**Referring expression pointing data**
________________________________________

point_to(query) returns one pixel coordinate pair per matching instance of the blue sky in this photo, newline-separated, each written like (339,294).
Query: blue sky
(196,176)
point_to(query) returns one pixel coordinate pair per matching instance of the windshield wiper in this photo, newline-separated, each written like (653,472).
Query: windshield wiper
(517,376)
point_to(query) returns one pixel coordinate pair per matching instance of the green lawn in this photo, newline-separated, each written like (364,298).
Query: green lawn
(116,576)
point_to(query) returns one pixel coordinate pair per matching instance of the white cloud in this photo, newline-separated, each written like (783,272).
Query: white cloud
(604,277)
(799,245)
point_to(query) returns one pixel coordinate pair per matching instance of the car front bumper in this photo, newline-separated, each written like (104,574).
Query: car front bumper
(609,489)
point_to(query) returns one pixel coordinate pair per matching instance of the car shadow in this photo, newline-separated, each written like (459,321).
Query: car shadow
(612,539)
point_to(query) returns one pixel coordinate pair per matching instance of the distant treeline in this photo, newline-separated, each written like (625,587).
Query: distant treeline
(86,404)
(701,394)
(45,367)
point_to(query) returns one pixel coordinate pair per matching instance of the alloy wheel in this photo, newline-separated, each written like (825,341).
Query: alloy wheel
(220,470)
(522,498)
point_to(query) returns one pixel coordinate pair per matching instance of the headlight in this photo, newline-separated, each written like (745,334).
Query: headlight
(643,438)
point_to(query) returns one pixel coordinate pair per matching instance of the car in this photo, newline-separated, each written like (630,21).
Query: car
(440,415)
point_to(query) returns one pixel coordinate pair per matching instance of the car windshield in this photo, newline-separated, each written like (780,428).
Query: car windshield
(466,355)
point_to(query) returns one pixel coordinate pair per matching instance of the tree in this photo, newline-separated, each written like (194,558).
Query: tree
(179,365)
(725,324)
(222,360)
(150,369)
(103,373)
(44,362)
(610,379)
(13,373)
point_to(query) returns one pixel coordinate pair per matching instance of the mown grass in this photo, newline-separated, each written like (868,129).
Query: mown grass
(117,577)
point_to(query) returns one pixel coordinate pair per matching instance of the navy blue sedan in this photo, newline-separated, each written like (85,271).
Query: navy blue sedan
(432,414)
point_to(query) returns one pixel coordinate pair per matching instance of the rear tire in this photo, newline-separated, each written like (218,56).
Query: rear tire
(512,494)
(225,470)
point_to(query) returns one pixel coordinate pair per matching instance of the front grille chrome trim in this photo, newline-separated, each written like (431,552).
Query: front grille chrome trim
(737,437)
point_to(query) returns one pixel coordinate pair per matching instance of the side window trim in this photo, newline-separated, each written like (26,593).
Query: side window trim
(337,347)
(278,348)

________________________________________

Write each line of the data down again exactly as it reads.

point_to(query) returns one pixel coordinate pair per matching instance of the blue sky in this photo, newline-separated, each written like (339,294).
Query: blue sky
(196,176)
point_to(query) returns one pixel coordinate pair per matching instance of the windshield wiper in this photo, newline-separated, each written like (653,472).
Query: windshield wiper
(517,376)
point_to(query) returns one pixel coordinate pair per matching instance of the green lawn in this photo, newline-separated, each written like (364,298).
Query: green lawn
(116,576)
point_to(query) returns one pixel coordinate pair per matching instance of the white cloud in this photo, newline-separated, each written like (783,272).
Query: white cloud
(604,277)
(799,245)
point_to(query) returns one pixel coordinate pair per matching instance of the car front bumper in this photo, newline-separated, each written like (104,574).
Query: car front bumper
(609,489)
point_to(query) returns one pixel coordinate pair per matching instance of the car shadow in this photo, newline-separated, each written like (459,321).
Query: car shadow
(612,539)
point_to(query) returns one pixel coordinate pair per matching instance of the distant treeline in this photo, newline-separated, each written like (625,587).
Query: distant treeline
(86,404)
(701,394)
(45,367)
point_to(query) returns one pixel coordinate pair per matching instance of the alloy wheel in this photo, newline-separated, each written like (825,341).
Query: alloy wheel
(220,470)
(522,498)
point_to(query) returns one pixel coordinate pair per matching instance of the headlight in this photo, newline-separated, each written like (745,334).
Query: headlight
(643,438)
point_to(query) returns one pixel coordinate pair per matching instance of the car in this photo, newline-separated, each written like (630,21).
Query: car
(440,415)
point_to(query) returns one pixel coordinate pair per matching instance of the car windshield in this photo, newline-separated, each written like (780,428).
Query: car windshield
(466,355)
point_to(query) returns one pixel coordinate pair per matching instance of the tree in this photo, newline-separated, each written like (194,558).
Query: tree
(179,365)
(725,324)
(222,360)
(150,369)
(103,373)
(44,362)
(610,379)
(13,373)
point_to(query) returns one pixel coordinate pair per matching instance of the mown grass in this photo, newline-separated, each written like (868,129).
Query: mown grass
(117,577)
point_to(query) returns one pixel coordinate pair per matching instance of the navy blue sedan in this photo, newline-separated, each written like (85,271).
Query: navy blue sedan
(432,414)
point_to(query) returns one pixel coordinate pair per matching instance of the rear tire in this photo, newline-separated, each written like (218,56).
Query: rear tire
(512,494)
(225,470)
point_to(query) returns one pixel coordinate pair per matching instance of the front grille chrome trim in this photo, newline-separated, each written like (431,552).
Query: front grille chrome trim
(737,437)
point_to(query) returns one pixel coordinate pair per matching instance of the side window trim in this photo, newline-separated, each written like (26,593).
Query: side window trim
(337,347)
(278,348)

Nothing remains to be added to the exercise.